EXERCISE INSTRUCTIONS: Return all of the entries exactly, but do not include the pictures.
====== TASK INPUTS
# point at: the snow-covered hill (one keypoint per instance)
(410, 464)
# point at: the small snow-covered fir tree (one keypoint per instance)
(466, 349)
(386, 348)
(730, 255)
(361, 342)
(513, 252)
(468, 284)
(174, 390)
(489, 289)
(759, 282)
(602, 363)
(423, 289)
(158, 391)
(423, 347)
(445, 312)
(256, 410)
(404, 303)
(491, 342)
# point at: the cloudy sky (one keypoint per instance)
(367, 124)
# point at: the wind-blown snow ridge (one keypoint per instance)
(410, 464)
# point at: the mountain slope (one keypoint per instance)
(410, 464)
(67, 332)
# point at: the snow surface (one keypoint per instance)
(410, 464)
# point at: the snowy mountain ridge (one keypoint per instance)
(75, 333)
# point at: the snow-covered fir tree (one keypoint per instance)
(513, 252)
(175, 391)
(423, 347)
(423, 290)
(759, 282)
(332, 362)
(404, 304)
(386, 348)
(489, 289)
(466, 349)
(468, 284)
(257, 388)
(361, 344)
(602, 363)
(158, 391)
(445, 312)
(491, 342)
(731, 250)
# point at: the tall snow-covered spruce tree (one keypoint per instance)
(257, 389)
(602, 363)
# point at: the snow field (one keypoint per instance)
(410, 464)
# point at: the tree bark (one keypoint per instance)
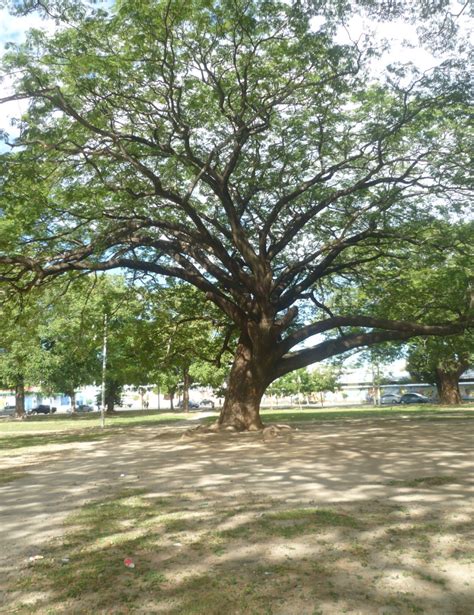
(447, 384)
(73, 402)
(186, 385)
(248, 379)
(20, 397)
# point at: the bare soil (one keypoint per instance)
(400, 538)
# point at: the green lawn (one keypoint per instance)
(196, 554)
(62, 429)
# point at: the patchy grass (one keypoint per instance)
(8, 476)
(255, 556)
(52, 430)
(424, 481)
(426, 411)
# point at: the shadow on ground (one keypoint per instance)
(334, 518)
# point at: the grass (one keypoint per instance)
(424, 481)
(8, 476)
(41, 431)
(198, 554)
(429, 411)
(332, 557)
(60, 429)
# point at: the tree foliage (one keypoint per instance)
(229, 145)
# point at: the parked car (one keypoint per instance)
(42, 409)
(82, 408)
(206, 403)
(389, 399)
(8, 410)
(414, 398)
(191, 404)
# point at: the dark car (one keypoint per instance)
(389, 398)
(42, 409)
(191, 404)
(8, 410)
(82, 408)
(206, 403)
(414, 398)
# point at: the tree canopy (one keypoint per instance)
(232, 146)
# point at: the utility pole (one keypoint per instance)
(104, 369)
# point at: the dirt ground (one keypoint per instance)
(421, 469)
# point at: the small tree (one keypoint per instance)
(441, 362)
(323, 380)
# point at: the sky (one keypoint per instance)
(403, 37)
(404, 48)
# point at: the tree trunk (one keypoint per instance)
(447, 383)
(20, 398)
(248, 379)
(186, 384)
(73, 402)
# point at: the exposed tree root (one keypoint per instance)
(268, 432)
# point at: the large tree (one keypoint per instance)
(227, 144)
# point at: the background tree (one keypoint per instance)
(227, 144)
(20, 350)
(441, 361)
(325, 379)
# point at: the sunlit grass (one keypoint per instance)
(273, 558)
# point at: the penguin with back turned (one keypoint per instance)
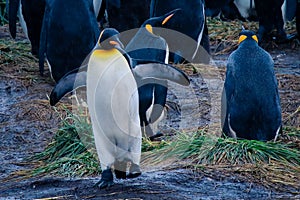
(69, 32)
(31, 14)
(113, 103)
(149, 46)
(250, 100)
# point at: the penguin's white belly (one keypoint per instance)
(113, 105)
(97, 6)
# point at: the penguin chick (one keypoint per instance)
(250, 100)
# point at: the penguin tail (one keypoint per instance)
(12, 16)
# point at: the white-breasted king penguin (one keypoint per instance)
(113, 103)
(70, 31)
(250, 101)
(149, 46)
(190, 22)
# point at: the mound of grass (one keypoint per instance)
(273, 164)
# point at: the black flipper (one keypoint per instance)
(161, 71)
(12, 16)
(71, 81)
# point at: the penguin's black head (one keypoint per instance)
(158, 21)
(109, 38)
(247, 35)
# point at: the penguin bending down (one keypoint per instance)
(113, 103)
(152, 97)
(250, 99)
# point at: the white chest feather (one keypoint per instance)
(113, 105)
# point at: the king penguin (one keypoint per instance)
(250, 101)
(69, 32)
(152, 97)
(113, 102)
(31, 14)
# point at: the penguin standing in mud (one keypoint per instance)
(250, 100)
(113, 103)
(152, 97)
(69, 33)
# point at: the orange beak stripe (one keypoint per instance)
(112, 42)
(167, 19)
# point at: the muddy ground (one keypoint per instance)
(28, 122)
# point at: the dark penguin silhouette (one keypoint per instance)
(149, 46)
(269, 17)
(32, 12)
(225, 9)
(190, 22)
(69, 33)
(250, 100)
(124, 15)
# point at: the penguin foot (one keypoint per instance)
(134, 171)
(120, 169)
(153, 137)
(106, 179)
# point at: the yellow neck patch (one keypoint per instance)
(243, 37)
(255, 38)
(149, 28)
(105, 54)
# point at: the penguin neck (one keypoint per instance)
(248, 44)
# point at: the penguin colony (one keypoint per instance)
(66, 34)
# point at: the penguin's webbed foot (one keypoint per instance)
(134, 171)
(153, 137)
(120, 169)
(106, 179)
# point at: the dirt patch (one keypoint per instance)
(27, 124)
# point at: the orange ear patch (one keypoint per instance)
(242, 38)
(255, 38)
(149, 28)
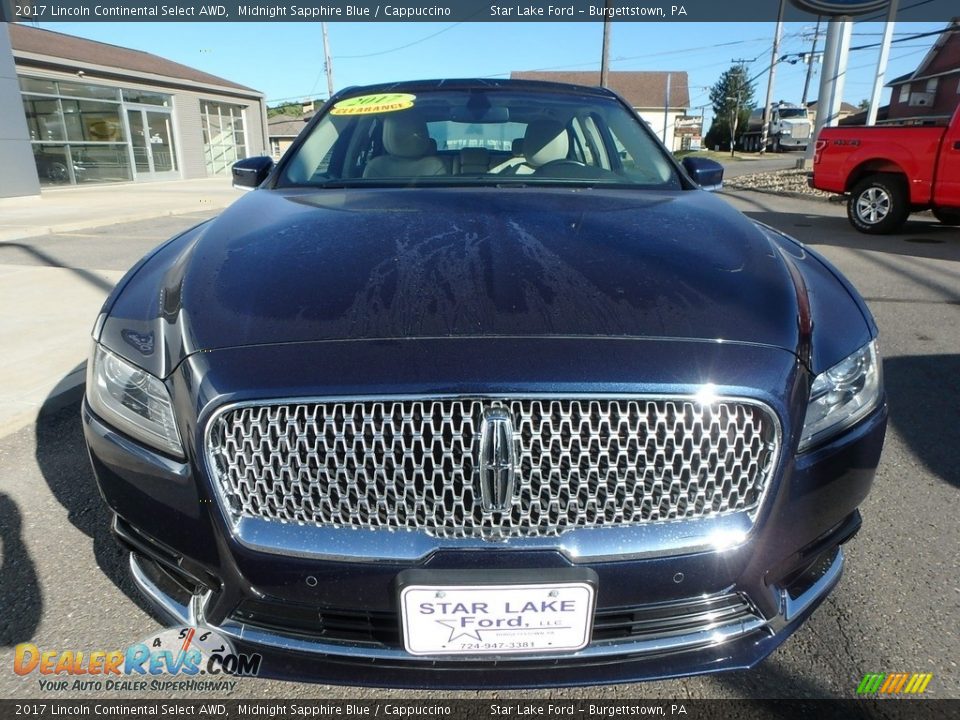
============
ANSWER BELOW:
# point at: the snow-covered hill (one keypoint per instance)
(410, 464)
# point at: the small snow-covered fir tree (one keypoint per instance)
(466, 349)
(386, 348)
(730, 255)
(361, 342)
(513, 252)
(468, 284)
(174, 390)
(489, 289)
(759, 282)
(602, 363)
(423, 289)
(158, 391)
(423, 347)
(445, 312)
(256, 410)
(404, 303)
(491, 342)
# point at: the cloudy sky (one keypoint per instance)
(367, 124)
# point at: the wind-blown snow ridge (one keypoint per instance)
(410, 464)
# point at: the mountain slope (one keypoint per instance)
(410, 464)
(67, 332)
# point at: the snow surface (one keypoint per instance)
(410, 464)
# point at: the snowy mountain ridge (one keypoint per instance)
(75, 333)
# point at: the snow-covered fir tree (one keypoint per instance)
(513, 252)
(175, 391)
(423, 347)
(423, 290)
(759, 282)
(332, 362)
(404, 304)
(386, 348)
(489, 289)
(466, 349)
(468, 284)
(257, 388)
(361, 344)
(602, 363)
(158, 391)
(445, 312)
(491, 342)
(731, 250)
# point at: the tall snow-covered spruce tree (one keypoint per instance)
(257, 389)
(602, 363)
# point at: the snow field (one keypoint per instance)
(410, 464)
# point at: the tree bark (one keypoint per instance)
(447, 384)
(73, 402)
(186, 385)
(248, 379)
(20, 397)
# point at: the bare soil (one keypoint per instance)
(400, 538)
# point at: the green lawn (one keypoint per instance)
(196, 554)
(62, 429)
# point at: the patchy grass (one keypoint per instance)
(8, 476)
(255, 556)
(52, 430)
(424, 481)
(426, 411)
# point at: the shadow on ground (one keypoint per instance)
(334, 518)
# point at: the grass (one keypoint per instance)
(424, 481)
(8, 476)
(41, 431)
(198, 554)
(429, 411)
(332, 557)
(60, 429)
# point at: the tree foliage (one keypoint per instance)
(229, 145)
# point at: the parked car (one keypoint per instance)
(42, 409)
(82, 408)
(206, 403)
(389, 399)
(8, 410)
(414, 398)
(191, 404)
# point at: the dark car (one keypoint per instance)
(389, 398)
(42, 409)
(191, 404)
(8, 410)
(82, 408)
(206, 403)
(414, 398)
# point at: the tree canopy (one keypoint per instance)
(232, 146)
# point at: the utility pole (one keypoint per instance)
(104, 369)
# point at: the dirt ground (one keypoint per instance)
(421, 469)
# point at: the small tree (one keypoint per instance)
(441, 362)
(323, 380)
# point at: the sky (one keypoint per instance)
(403, 37)
(404, 48)
# point at: the tree trunk (one keypoint per instance)
(447, 383)
(20, 398)
(248, 379)
(186, 384)
(73, 402)
# point at: the exposed tree root (one keypoint per instance)
(268, 432)
# point at: the large tree (one keypoint per instance)
(227, 144)
# point at: the background tree (one keypoint per instance)
(227, 144)
(20, 350)
(441, 361)
(325, 379)
# point at: the sunlit grass (one keypoint per instance)
(273, 558)
# point at: the penguin with back turned (one keypoint per instance)
(69, 32)
(31, 14)
(113, 103)
(149, 46)
(250, 100)
# point at: the penguin's white belly (one keypoint per instance)
(113, 105)
(97, 6)
# point at: the penguin chick (one keypoint per instance)
(250, 100)
# point at: the penguin tail (one keypoint per instance)
(12, 16)
# point at: the white-breasted king penguin (one keypoint per instance)
(113, 103)
(70, 31)
(250, 101)
(149, 46)
(190, 22)
# point at: the mound of grass (one keypoint per instance)
(273, 164)
# point at: the black flipper (one keypoint per instance)
(161, 71)
(12, 16)
(71, 81)
# point at: the penguin's black head (one keypoint per instance)
(158, 21)
(109, 38)
(247, 35)
# point at: the penguin bending down (one keypoint per instance)
(113, 103)
(152, 97)
(250, 99)
# point at: the white chest feather (one keypoint per instance)
(113, 105)
# point at: the king penguin (one keypoint per instance)
(250, 101)
(69, 32)
(152, 97)
(113, 102)
(31, 14)
# point at: the penguin standing in mud (one keypoint per instance)
(250, 100)
(113, 103)
(152, 97)
(69, 33)
# point at: the orange beak stripe (one keypoint per instance)
(112, 42)
(167, 19)
# point at: the muddy ground (one keypoint per instance)
(28, 122)
# point at: the dark penguin silhouette (one keypoint per instance)
(149, 46)
(269, 17)
(32, 12)
(225, 9)
(190, 22)
(69, 33)
(250, 100)
(124, 15)
# point at: the penguin foot (one keypoint per instance)
(134, 171)
(120, 169)
(153, 137)
(106, 179)
# point at: the yellow neck patch (one keypoint per instance)
(243, 37)
(255, 38)
(149, 28)
(105, 54)
# point at: the penguin neck (one keypoint per instance)
(248, 44)
# point at: the penguin colony (one keypoint per instance)
(66, 34)
# point at: the penguin's webbed foot (one keypoint per instance)
(134, 171)
(153, 137)
(120, 169)
(106, 179)
# point at: the dirt patch (one keypoint per instance)
(27, 124)
# point at: the orange ear patch (one keypoint per instance)
(242, 38)
(255, 38)
(149, 28)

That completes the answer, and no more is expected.